RECORDS SUPPLIED Start Marker

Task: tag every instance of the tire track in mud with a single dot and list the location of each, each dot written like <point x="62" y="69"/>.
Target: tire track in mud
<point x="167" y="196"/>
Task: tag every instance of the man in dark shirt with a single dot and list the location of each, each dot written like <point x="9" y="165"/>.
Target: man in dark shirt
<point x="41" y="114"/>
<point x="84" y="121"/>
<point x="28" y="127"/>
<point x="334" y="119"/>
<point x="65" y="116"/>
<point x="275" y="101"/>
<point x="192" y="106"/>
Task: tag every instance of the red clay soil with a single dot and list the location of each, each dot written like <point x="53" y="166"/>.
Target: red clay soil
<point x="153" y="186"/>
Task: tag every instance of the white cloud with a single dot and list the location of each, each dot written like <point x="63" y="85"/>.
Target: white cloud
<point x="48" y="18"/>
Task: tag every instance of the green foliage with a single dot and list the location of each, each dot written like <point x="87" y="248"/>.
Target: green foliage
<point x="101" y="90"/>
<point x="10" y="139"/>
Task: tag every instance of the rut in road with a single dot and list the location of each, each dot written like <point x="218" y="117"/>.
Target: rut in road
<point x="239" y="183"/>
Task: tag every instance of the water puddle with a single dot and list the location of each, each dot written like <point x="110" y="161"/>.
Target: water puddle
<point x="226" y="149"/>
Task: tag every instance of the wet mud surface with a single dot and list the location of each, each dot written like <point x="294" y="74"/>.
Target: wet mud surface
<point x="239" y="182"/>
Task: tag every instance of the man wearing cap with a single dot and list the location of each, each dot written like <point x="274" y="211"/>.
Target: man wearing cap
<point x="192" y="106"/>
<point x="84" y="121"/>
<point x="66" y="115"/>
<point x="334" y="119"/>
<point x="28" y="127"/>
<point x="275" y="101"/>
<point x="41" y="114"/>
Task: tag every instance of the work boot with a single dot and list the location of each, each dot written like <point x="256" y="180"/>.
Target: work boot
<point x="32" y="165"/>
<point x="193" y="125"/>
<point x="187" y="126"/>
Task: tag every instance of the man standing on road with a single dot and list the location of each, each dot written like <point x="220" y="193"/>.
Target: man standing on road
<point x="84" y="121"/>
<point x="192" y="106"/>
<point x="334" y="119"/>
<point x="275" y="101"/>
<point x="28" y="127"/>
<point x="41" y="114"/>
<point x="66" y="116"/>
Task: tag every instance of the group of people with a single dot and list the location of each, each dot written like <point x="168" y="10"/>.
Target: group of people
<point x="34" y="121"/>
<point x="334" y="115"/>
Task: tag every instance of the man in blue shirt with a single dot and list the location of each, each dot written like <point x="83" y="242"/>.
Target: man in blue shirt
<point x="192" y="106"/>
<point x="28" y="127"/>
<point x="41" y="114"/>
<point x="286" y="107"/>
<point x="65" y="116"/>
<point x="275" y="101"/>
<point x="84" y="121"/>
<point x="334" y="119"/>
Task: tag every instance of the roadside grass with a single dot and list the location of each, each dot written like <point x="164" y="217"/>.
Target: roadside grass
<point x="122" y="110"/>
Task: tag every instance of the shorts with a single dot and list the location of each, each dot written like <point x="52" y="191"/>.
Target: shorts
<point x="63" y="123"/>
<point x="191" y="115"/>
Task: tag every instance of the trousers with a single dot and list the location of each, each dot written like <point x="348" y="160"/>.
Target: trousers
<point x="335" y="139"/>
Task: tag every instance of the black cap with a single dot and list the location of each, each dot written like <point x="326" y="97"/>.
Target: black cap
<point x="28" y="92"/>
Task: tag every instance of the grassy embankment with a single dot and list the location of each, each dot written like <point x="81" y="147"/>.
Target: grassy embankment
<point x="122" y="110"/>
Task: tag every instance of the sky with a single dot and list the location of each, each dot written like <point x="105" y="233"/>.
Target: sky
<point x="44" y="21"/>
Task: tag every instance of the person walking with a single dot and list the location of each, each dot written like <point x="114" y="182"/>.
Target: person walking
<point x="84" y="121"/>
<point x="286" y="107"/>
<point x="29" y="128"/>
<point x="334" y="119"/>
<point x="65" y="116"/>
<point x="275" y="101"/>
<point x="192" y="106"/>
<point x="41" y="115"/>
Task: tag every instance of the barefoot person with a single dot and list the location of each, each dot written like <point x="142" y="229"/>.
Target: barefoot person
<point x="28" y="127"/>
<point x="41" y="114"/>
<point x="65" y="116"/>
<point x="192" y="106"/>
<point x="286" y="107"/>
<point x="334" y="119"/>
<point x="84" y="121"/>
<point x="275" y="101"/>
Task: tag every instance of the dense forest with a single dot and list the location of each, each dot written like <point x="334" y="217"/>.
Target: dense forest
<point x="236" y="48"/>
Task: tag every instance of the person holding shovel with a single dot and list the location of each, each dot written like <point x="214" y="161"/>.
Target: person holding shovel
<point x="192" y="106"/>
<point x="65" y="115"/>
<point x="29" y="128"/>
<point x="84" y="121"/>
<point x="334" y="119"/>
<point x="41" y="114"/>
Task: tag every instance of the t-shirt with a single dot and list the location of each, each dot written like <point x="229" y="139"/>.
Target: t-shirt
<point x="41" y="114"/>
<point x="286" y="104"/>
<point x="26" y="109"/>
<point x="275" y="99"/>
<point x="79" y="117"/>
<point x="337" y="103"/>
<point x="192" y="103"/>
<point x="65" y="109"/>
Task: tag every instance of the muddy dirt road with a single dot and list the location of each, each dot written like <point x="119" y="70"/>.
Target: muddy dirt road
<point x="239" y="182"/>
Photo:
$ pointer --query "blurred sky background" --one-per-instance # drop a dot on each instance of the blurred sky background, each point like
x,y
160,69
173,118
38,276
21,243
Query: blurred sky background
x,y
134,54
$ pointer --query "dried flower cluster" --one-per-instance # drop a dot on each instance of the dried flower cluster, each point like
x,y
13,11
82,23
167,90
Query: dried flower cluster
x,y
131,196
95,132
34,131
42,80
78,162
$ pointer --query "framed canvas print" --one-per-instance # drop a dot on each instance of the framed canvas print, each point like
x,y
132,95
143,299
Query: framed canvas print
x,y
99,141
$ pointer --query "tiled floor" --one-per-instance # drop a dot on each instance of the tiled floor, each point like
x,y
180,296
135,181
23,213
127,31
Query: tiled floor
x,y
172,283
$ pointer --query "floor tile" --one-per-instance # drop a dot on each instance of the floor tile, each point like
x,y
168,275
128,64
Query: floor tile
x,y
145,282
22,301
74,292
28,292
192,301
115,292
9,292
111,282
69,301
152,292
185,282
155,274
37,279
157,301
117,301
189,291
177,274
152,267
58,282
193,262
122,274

RECORDS SUPPLIED End Marker

▸ **WHAT THE TASK ASKS**: From the first line to the last, transcribe the data exactly.

▸ **TASK ANSWER**:
Task: tag every instance of the tire track in mud with a single dot and list the location of each, each dot written like <point x="62" y="69"/>.
Target: tire track in mud
<point x="167" y="196"/>
Task: tag every instance of the man in dark shirt with a single dot and list the location of each, each dot written like <point x="9" y="165"/>.
Target: man in dark shirt
<point x="41" y="114"/>
<point x="84" y="121"/>
<point x="28" y="127"/>
<point x="334" y="119"/>
<point x="65" y="116"/>
<point x="275" y="101"/>
<point x="192" y="106"/>
Task: tag every instance of the red clay soil with a single dot and list the location of each, each dot written like <point x="53" y="166"/>.
Target: red clay soil
<point x="153" y="186"/>
Task: tag every instance of the white cloud with a single dot and list the location of each, each dot written like <point x="63" y="85"/>.
Target: white cloud
<point x="48" y="18"/>
Task: tag every instance of the green foliage with a single dot and list the location of each, each dot written like <point x="87" y="248"/>.
Target: green foliage
<point x="101" y="90"/>
<point x="10" y="139"/>
Task: tag every instance of the rut in road with a single dot and list the location of each, each dot written like <point x="218" y="117"/>.
Target: rut in road
<point x="239" y="183"/>
Task: tag every instance of the water puddle with a single dot and list the location of each, each dot written like <point x="110" y="161"/>.
Target: water puddle
<point x="226" y="149"/>
Task: tag every instance of the wet mud surface with a single dot and list the location of each, each dot written like <point x="294" y="74"/>.
Target: wet mud surface
<point x="239" y="182"/>
Task: tag every instance of the man wearing cap with a single dot and list the location of each, each dot written like <point x="274" y="211"/>.
Target: man wearing cap
<point x="192" y="106"/>
<point x="84" y="121"/>
<point x="66" y="115"/>
<point x="334" y="119"/>
<point x="28" y="127"/>
<point x="275" y="101"/>
<point x="41" y="114"/>
Task: tag every instance of the work boot with a single dot and list the location of each, each dot written like <point x="256" y="180"/>.
Target: work boot
<point x="32" y="165"/>
<point x="193" y="125"/>
<point x="187" y="126"/>
Task: tag every instance of the man standing on road with a single dot and list the location of each, each dot written like <point x="220" y="193"/>.
Target: man standing on road
<point x="84" y="121"/>
<point x="192" y="106"/>
<point x="334" y="119"/>
<point x="275" y="101"/>
<point x="28" y="127"/>
<point x="41" y="114"/>
<point x="66" y="116"/>
Task: tag every instance of the group of people with a single dot and list the location of each, each dot written like <point x="168" y="10"/>.
Target: group of people
<point x="34" y="121"/>
<point x="334" y="115"/>
Task: tag every instance of the man in blue shirt with a single dot and list the location of each, each dot written like <point x="83" y="242"/>.
Target: man in blue shirt
<point x="192" y="106"/>
<point x="28" y="127"/>
<point x="41" y="114"/>
<point x="286" y="107"/>
<point x="65" y="116"/>
<point x="275" y="101"/>
<point x="84" y="121"/>
<point x="334" y="119"/>
Task: tag every instance of the roadside grass with a single dot and list the location of each, each dot written like <point x="164" y="217"/>.
Target: roadside grass
<point x="122" y="110"/>
Task: tag every instance of the shorts with a single dot and list the location of each, each dot written like <point x="52" y="191"/>.
Target: shorts
<point x="63" y="123"/>
<point x="191" y="115"/>
Task: tag every instance of the trousers with a single dot and list the location of each, each dot written like <point x="348" y="160"/>.
Target: trousers
<point x="335" y="139"/>
Task: tag every instance of the black cap with a single dot and list the location of each, each dot written like <point x="326" y="97"/>.
Target: black cap
<point x="28" y="92"/>
Task: tag every instance of the grassy embankment with a single dot and list the location of each, each dot written like <point x="81" y="147"/>.
Target: grassy embankment
<point x="122" y="110"/>
Task: tag every instance of the sky with a single dot and list the location of each, each dot written like <point x="105" y="233"/>.
Target: sky
<point x="44" y="21"/>
Task: tag every instance of the person walking with a single dot and list the location of each, each dot written like <point x="114" y="182"/>.
Target: person walking
<point x="84" y="121"/>
<point x="286" y="107"/>
<point x="29" y="128"/>
<point x="334" y="119"/>
<point x="65" y="116"/>
<point x="275" y="101"/>
<point x="192" y="106"/>
<point x="41" y="115"/>
Task: tag every instance of the barefoot person with a single dot and list the location of each, each dot written like <point x="142" y="229"/>.
Target: barefoot person
<point x="28" y="127"/>
<point x="41" y="114"/>
<point x="65" y="116"/>
<point x="192" y="106"/>
<point x="286" y="107"/>
<point x="334" y="119"/>
<point x="84" y="121"/>
<point x="275" y="101"/>
Task: tag every instance of the dense forest with a single dot and list the location of each, each dot written like <point x="334" y="217"/>.
Target: dense forest
<point x="236" y="48"/>
Task: tag every instance of the person holding shovel with a single dot and list the location of each, each dot written like <point x="214" y="161"/>.
Target: person holding shovel
<point x="192" y="106"/>
<point x="65" y="115"/>
<point x="29" y="128"/>
<point x="84" y="121"/>
<point x="334" y="119"/>
<point x="41" y="114"/>
Task: tag every instance of the t-shirt with a single dot and list the location of each, each dot written like <point x="229" y="139"/>.
Target: t-shirt
<point x="41" y="114"/>
<point x="286" y="104"/>
<point x="26" y="109"/>
<point x="275" y="99"/>
<point x="79" y="117"/>
<point x="337" y="103"/>
<point x="192" y="103"/>
<point x="65" y="109"/>
Task: tag every instance of the muddy dirt road with a single dot and list the location of each, each dot written like <point x="119" y="70"/>.
Target: muddy dirt road
<point x="239" y="182"/>
Photo:
$ pointer --query "blurred sky background" --one-per-instance # drop a dot on each instance of the blurred sky background, each point like
x,y
160,69
173,118
38,276
21,243
Query: blurred sky background
x,y
134,54
$ pointer --query "dried flower cluster" --one-per-instance # drop a dot on each instance of the dried flower cluster, each point like
x,y
13,11
82,23
167,90
Query: dried flower cluster
x,y
131,196
95,132
34,131
42,80
78,162
$ pointer --query "framed canvas print" --one-per-instance # drop a dot on each instance of the framed canvas print, each point like
x,y
132,95
143,299
Query: framed canvas print
x,y
99,141
$ pointer --query "tiled floor" --one-per-instance # drop a dot on each instance of the tiled floor, each point like
x,y
180,296
135,181
23,213
127,31
Query: tiled floor
x,y
172,283
$ pointer --query "floor tile" --one-per-instance # drop a dot on each instance of the floor tile, each point like
x,y
168,275
128,64
Query: floor tile
x,y
145,282
22,301
74,292
28,292
192,301
115,292
9,292
111,282
69,301
152,292
185,282
155,274
37,279
157,301
117,301
189,291
177,274
152,267
58,282
193,262
122,274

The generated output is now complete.